Natural-language object grounding data
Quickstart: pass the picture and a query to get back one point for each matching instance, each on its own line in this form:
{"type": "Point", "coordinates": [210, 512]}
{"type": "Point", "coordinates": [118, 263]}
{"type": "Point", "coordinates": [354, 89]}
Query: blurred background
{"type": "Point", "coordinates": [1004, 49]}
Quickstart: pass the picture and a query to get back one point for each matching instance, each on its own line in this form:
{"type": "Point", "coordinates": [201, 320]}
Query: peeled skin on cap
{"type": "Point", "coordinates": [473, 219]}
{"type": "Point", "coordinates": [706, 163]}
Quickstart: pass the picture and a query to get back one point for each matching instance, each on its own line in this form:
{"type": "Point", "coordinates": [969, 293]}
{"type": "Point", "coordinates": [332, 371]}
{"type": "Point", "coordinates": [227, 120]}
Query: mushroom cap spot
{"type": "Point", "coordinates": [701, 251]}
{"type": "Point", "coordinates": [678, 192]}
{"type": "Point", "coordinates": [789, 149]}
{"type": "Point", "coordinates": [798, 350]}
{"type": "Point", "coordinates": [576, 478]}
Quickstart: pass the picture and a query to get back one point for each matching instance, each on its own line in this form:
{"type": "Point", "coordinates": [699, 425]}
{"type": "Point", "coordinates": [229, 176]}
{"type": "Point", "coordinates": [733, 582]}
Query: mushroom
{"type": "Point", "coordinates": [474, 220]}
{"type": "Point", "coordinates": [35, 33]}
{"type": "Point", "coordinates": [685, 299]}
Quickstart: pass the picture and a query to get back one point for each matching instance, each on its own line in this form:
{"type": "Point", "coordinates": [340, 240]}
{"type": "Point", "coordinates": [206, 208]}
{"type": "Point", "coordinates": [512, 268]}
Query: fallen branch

== Assignment ==
In full and without changes, give the data above once more.

== Your response ==
Quickstart: pass the picture and a query to get back one point for each matching instance, each on its own line in this form:
{"type": "Point", "coordinates": [210, 512]}
{"type": "Point", "coordinates": [118, 263]}
{"type": "Point", "coordinates": [354, 89]}
Query: blurred background
{"type": "Point", "coordinates": [1004, 49]}
Quickstart: pass the picture and a query to get back one point for each matching instance, each on its own line in this form:
{"type": "Point", "coordinates": [201, 320]}
Query: peeled skin on cap
{"type": "Point", "coordinates": [473, 219]}
{"type": "Point", "coordinates": [706, 163]}
Quickstart: pass the picture and a query to get back one point for each matching instance, each on its own line in this form:
{"type": "Point", "coordinates": [969, 293]}
{"type": "Point", "coordinates": [332, 371]}
{"type": "Point", "coordinates": [227, 120]}
Query: mushroom cap spot
{"type": "Point", "coordinates": [701, 251]}
{"type": "Point", "coordinates": [678, 192]}
{"type": "Point", "coordinates": [789, 149]}
{"type": "Point", "coordinates": [798, 350]}
{"type": "Point", "coordinates": [576, 478]}
Quickstart: pass the picture and a query to get back one point for each matching instance, each on its own line in this form:
{"type": "Point", "coordinates": [699, 425]}
{"type": "Point", "coordinates": [229, 176]}
{"type": "Point", "coordinates": [733, 582]}
Query: mushroom
{"type": "Point", "coordinates": [474, 220]}
{"type": "Point", "coordinates": [35, 33]}
{"type": "Point", "coordinates": [685, 299]}
Quickstart: pass the picture and a query to get back one point for each matching instance, each on its own line in this form:
{"type": "Point", "coordinates": [340, 240]}
{"type": "Point", "coordinates": [206, 208]}
{"type": "Point", "coordinates": [512, 268]}
Query: fallen branch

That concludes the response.